■ **EXCERPTED DATA**:
=======

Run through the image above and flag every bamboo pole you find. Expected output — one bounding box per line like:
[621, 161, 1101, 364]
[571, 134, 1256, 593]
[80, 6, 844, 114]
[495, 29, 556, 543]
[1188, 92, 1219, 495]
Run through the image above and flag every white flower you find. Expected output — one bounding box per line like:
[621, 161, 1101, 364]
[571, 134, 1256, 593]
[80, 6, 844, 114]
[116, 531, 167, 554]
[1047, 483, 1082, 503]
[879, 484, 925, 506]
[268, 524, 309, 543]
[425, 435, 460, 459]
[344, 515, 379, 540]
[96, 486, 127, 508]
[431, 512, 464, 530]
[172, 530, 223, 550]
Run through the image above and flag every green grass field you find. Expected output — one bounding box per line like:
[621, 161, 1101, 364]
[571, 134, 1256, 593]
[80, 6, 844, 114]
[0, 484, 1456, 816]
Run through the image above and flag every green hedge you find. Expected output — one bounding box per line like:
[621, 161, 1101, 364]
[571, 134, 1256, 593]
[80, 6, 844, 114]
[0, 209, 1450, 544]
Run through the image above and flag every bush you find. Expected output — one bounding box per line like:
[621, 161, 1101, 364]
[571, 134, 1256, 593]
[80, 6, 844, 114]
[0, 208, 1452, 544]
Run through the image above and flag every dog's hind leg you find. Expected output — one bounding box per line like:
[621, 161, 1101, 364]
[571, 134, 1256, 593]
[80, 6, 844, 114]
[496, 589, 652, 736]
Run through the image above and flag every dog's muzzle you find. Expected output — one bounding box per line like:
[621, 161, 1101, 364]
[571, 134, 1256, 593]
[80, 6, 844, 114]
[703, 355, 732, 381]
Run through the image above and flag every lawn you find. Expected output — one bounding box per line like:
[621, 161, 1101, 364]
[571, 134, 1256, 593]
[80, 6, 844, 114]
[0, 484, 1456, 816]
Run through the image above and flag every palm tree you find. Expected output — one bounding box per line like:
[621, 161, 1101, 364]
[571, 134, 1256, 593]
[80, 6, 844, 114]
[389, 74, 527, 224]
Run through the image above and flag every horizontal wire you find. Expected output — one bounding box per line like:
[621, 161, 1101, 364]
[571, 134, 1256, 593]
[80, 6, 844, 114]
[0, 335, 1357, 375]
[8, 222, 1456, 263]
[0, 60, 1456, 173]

=======

■ **GIVEN REQUEST**: Identify every line of the listing that contains the word "green", and copy each of those lines. Case counts.

■ **COMPLETED EXERCISE**:
Run through the image above and flag every green grass field you find. Expected output — one bounding box per line like:
Run through the image above and flag every green hedge you find. Expected output — one bounding box per line like:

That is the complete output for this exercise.